▸ **Directions**: Rewrite the material below with every "wooden" changed to "timber" and nothing else altered.

═════ Records for processing ═════

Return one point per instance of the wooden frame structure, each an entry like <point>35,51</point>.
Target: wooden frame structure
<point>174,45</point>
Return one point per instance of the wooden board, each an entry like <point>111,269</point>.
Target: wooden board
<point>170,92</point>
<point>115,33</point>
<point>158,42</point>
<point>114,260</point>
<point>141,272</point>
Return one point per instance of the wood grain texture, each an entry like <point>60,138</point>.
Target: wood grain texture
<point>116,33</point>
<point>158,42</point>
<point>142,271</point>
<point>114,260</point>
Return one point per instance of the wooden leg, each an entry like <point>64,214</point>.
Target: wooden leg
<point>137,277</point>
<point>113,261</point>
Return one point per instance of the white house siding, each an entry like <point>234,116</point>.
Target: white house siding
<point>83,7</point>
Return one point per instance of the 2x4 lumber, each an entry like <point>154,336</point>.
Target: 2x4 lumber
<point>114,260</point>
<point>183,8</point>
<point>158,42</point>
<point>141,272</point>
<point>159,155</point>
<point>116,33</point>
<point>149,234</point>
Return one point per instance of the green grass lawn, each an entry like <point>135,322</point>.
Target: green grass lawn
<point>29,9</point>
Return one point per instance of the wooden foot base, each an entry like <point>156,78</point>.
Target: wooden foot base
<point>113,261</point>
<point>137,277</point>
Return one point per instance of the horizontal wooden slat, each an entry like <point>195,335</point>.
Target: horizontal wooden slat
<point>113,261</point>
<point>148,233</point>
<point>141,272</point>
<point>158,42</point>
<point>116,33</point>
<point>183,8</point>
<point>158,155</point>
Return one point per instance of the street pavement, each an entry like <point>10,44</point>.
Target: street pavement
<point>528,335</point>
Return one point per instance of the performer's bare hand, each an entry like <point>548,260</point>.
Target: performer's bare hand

═════

▸ **Response**:
Return one point per instance of the timber frame structure, each an entry like <point>35,51</point>.
Target: timber frame structure
<point>174,45</point>
Return one point per instance of the timber board, each an entry like <point>111,269</point>.
Target: timber board
<point>170,92</point>
<point>115,33</point>
<point>158,42</point>
<point>114,260</point>
<point>141,272</point>
Return one point per instance of the wood grain texture, each an entry like <point>60,138</point>.
Target: wood grain texture
<point>116,33</point>
<point>158,42</point>
<point>142,271</point>
<point>114,260</point>
Return one point per instance of the timber leg, each an entry like <point>64,214</point>.
Target: timber leg
<point>137,277</point>
<point>113,261</point>
Return one point per instance of the white house siding, each an entry like <point>234,116</point>.
Target: white house siding
<point>83,7</point>
Return one point per instance of the 2x4 lumber, each an entry like <point>154,336</point>.
Target: 2x4 lumber
<point>114,260</point>
<point>183,8</point>
<point>158,42</point>
<point>141,272</point>
<point>159,155</point>
<point>116,33</point>
<point>149,234</point>
Return one point per instance of the green grass lawn, each an entry like <point>135,322</point>.
Target: green grass lawn
<point>29,9</point>
Return one point per instance of the timber foot base, each an entry like <point>156,78</point>.
Target: timber foot base
<point>113,261</point>
<point>137,277</point>
Return one point per instance of the horizontal timber slat, each an entry like <point>195,335</point>.
Target: horizontal timber slat
<point>113,261</point>
<point>148,233</point>
<point>141,272</point>
<point>158,42</point>
<point>116,33</point>
<point>183,8</point>
<point>158,155</point>
Return one point per instance of the street pavement, each an entry like <point>10,44</point>.
Target: street pavement
<point>528,335</point>
Return one point per instance of the performer's bare hand, each an entry like <point>548,260</point>.
Target: performer's bare hand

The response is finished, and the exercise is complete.